■ Exercise materials
....................

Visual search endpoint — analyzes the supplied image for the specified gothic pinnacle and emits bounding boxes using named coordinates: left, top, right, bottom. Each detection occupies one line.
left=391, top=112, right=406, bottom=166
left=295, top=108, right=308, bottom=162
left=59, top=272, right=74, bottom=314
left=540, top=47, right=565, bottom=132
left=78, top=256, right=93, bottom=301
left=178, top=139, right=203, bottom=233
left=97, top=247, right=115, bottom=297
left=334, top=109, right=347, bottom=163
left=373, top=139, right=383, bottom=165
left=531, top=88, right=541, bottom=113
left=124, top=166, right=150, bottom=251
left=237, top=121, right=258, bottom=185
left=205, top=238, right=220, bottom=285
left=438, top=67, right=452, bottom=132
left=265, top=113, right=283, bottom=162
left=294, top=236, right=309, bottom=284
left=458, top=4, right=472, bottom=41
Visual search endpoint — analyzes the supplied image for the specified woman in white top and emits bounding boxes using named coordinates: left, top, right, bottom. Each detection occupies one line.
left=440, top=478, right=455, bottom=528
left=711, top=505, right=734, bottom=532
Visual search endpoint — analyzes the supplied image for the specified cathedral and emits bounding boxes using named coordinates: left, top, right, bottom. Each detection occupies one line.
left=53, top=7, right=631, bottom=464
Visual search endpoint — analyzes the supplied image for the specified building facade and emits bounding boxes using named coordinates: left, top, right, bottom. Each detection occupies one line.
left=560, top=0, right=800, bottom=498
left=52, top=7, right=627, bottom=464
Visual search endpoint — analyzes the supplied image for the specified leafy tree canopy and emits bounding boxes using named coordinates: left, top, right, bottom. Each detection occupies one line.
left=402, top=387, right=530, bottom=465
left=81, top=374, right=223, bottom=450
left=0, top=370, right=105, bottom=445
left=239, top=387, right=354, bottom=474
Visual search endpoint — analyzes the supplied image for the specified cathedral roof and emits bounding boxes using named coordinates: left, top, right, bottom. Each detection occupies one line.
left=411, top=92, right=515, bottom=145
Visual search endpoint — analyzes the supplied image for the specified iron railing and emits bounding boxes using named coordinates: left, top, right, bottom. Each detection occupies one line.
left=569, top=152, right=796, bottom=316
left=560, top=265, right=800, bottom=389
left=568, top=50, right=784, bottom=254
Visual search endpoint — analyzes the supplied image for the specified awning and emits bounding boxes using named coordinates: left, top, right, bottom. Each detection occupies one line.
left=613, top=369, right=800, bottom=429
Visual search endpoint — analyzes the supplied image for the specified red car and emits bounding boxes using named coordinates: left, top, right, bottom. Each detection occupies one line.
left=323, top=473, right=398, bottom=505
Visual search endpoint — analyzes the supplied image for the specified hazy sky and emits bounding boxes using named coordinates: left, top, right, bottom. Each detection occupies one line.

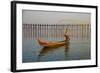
left=22, top=10, right=91, bottom=24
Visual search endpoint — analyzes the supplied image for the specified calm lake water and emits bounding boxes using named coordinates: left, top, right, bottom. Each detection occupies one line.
left=22, top=37, right=91, bottom=63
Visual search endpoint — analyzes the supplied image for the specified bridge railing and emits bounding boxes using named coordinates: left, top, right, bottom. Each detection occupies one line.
left=22, top=24, right=91, bottom=40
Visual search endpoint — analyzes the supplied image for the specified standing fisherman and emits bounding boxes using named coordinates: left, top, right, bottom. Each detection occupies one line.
left=64, top=28, right=70, bottom=42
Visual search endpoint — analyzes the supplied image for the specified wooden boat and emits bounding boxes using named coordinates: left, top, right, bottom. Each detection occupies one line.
left=37, top=28, right=70, bottom=48
left=37, top=39, right=69, bottom=48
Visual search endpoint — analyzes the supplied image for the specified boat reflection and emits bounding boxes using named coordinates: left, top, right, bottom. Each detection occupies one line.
left=37, top=41, right=70, bottom=62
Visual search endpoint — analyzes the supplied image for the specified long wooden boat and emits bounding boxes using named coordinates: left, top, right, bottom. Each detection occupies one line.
left=37, top=29, right=70, bottom=48
left=37, top=39, right=69, bottom=48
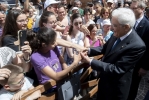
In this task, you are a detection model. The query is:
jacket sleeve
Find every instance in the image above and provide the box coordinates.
[91,46,145,77]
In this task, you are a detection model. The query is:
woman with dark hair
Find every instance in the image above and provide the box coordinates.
[2,9,28,52]
[28,27,81,88]
[39,11,89,56]
[82,7,95,27]
[84,24,103,47]
[96,7,110,29]
[64,13,86,66]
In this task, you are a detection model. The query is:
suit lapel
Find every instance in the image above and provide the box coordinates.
[104,30,134,59]
[135,17,145,32]
[105,36,117,55]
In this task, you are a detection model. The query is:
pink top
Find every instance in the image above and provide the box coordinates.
[87,36,101,47]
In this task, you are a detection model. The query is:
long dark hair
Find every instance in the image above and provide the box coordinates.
[39,11,55,27]
[27,27,57,52]
[69,13,82,35]
[3,9,23,37]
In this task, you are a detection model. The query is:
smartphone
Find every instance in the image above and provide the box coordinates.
[96,29,102,35]
[18,30,27,48]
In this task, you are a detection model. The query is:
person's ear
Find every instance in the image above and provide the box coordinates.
[3,84,10,90]
[43,23,47,27]
[42,43,47,48]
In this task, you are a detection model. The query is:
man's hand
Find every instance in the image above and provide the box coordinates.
[138,68,148,77]
[80,51,91,63]
[0,69,11,80]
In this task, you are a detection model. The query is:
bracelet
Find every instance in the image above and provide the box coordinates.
[23,56,30,63]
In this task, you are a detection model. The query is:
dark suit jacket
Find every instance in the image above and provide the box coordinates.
[89,29,146,100]
[135,16,149,70]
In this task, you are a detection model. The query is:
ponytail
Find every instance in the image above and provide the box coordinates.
[27,30,41,52]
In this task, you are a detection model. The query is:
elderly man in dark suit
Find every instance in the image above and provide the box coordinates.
[80,8,146,100]
[127,0,149,100]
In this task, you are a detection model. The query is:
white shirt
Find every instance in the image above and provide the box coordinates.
[0,77,33,100]
[0,47,16,68]
[135,15,144,29]
[120,29,132,41]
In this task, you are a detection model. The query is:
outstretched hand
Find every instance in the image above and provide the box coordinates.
[80,25,90,35]
[80,51,91,63]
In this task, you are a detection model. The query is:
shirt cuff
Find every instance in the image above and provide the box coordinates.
[89,58,93,65]
[88,48,90,55]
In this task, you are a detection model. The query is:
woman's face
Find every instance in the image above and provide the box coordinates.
[103,25,111,32]
[16,14,27,30]
[84,12,91,20]
[72,17,82,30]
[102,10,109,19]
[58,7,66,19]
[44,15,57,29]
[90,26,97,36]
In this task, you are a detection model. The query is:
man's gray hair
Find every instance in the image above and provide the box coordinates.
[112,8,136,28]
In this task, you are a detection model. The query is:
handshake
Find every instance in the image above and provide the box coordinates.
[73,48,91,64]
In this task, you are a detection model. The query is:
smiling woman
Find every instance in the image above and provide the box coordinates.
[1,9,28,51]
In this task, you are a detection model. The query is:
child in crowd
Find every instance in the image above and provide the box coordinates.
[0,64,41,100]
[28,27,81,93]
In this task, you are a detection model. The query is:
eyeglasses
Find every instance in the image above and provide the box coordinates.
[16,19,28,23]
[47,21,57,25]
[11,77,25,86]
[74,22,82,26]
[104,12,109,14]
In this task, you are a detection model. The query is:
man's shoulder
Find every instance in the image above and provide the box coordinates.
[142,16,149,25]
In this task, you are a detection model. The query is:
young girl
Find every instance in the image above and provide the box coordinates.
[28,27,81,87]
[65,13,86,65]
[2,9,28,52]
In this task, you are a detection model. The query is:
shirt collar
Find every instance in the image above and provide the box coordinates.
[136,14,144,24]
[120,29,132,41]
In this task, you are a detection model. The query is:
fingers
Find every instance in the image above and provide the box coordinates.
[0,69,11,80]
[24,41,29,45]
[21,45,32,54]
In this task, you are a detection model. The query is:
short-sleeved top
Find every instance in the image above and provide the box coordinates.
[2,35,19,51]
[64,32,84,65]
[87,36,101,47]
[0,77,33,100]
[96,18,110,29]
[82,18,95,27]
[0,47,16,68]
[31,46,62,84]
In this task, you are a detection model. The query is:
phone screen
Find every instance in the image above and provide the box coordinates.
[19,30,27,48]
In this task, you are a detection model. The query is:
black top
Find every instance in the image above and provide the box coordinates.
[2,35,19,52]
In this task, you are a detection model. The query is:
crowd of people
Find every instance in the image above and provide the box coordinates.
[0,0,149,100]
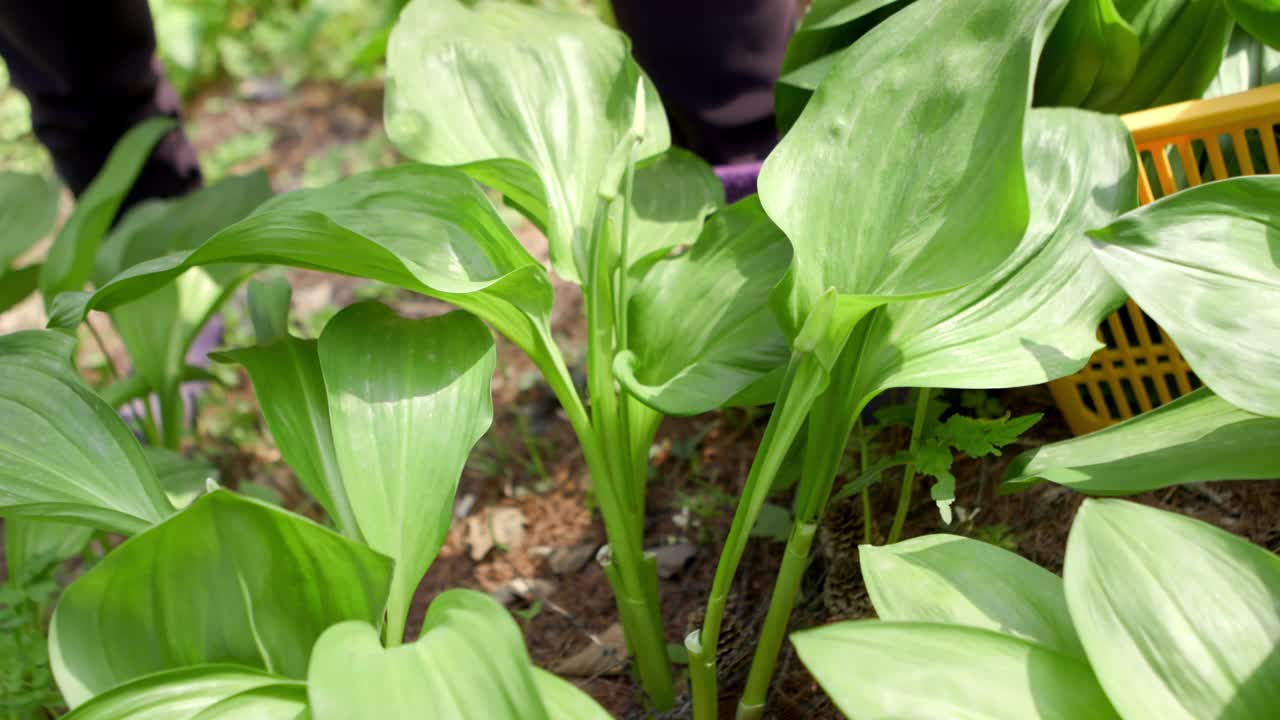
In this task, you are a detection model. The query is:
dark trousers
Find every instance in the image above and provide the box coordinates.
[0,0,792,208]
[615,0,796,164]
[0,1,201,208]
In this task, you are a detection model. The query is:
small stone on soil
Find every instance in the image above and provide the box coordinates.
[548,543,599,575]
[651,541,697,579]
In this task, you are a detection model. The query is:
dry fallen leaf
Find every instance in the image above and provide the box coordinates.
[465,506,527,561]
[553,623,629,677]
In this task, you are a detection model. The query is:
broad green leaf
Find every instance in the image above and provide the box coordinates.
[1088,176,1280,416]
[384,0,669,283]
[210,337,355,535]
[247,275,293,345]
[308,590,548,720]
[0,333,172,534]
[318,303,495,639]
[1100,0,1235,112]
[190,684,310,719]
[803,0,909,28]
[773,0,910,132]
[142,447,218,510]
[0,264,41,313]
[0,326,78,374]
[1035,0,1139,108]
[50,490,393,707]
[793,621,1121,720]
[4,517,93,586]
[615,196,791,415]
[1066,499,1280,720]
[48,165,555,363]
[94,172,272,283]
[98,173,272,441]
[836,109,1132,410]
[1204,26,1280,97]
[0,172,59,269]
[62,665,303,720]
[1227,0,1280,50]
[98,364,220,409]
[759,0,1066,357]
[40,117,174,301]
[1004,387,1280,494]
[863,534,1084,657]
[626,148,724,274]
[532,669,615,720]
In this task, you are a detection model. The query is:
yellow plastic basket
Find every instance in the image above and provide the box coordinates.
[1049,83,1280,436]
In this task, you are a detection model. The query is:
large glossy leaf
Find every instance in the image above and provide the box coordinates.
[246,274,293,345]
[615,196,791,415]
[307,590,549,720]
[759,0,1066,356]
[62,665,305,720]
[1227,0,1280,50]
[1004,387,1280,494]
[94,172,272,283]
[1066,499,1280,720]
[40,117,174,301]
[0,331,172,534]
[1035,0,1139,108]
[3,517,93,586]
[1100,0,1235,112]
[793,621,1121,720]
[1088,176,1280,416]
[0,326,79,374]
[189,684,310,719]
[318,303,495,639]
[532,669,615,720]
[0,171,59,269]
[50,490,393,707]
[835,108,1132,412]
[1204,26,1280,97]
[142,447,219,510]
[773,0,910,132]
[384,0,669,283]
[863,534,1084,657]
[626,148,723,274]
[211,337,355,535]
[96,173,272,441]
[0,264,41,313]
[48,165,554,361]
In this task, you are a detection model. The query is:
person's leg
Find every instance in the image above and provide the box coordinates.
[613,0,796,164]
[0,0,201,208]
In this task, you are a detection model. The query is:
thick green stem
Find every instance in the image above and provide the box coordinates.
[383,595,407,648]
[139,394,163,447]
[887,387,933,544]
[691,354,828,720]
[737,521,817,718]
[734,337,871,716]
[571,181,674,708]
[159,384,183,449]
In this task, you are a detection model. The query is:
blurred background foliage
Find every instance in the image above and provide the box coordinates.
[147,0,407,96]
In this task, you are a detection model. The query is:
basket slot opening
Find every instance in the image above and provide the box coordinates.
[1076,383,1097,414]
[1098,320,1118,349]
[1116,305,1142,347]
[1100,383,1122,420]
[1189,138,1215,183]
[1141,312,1164,344]
[1260,123,1279,173]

....................

■ Exercise details
Gather each line in the entries above where the string "hair" is found.

■ Response area
woman with dark hair
long dark hair
man's gray hair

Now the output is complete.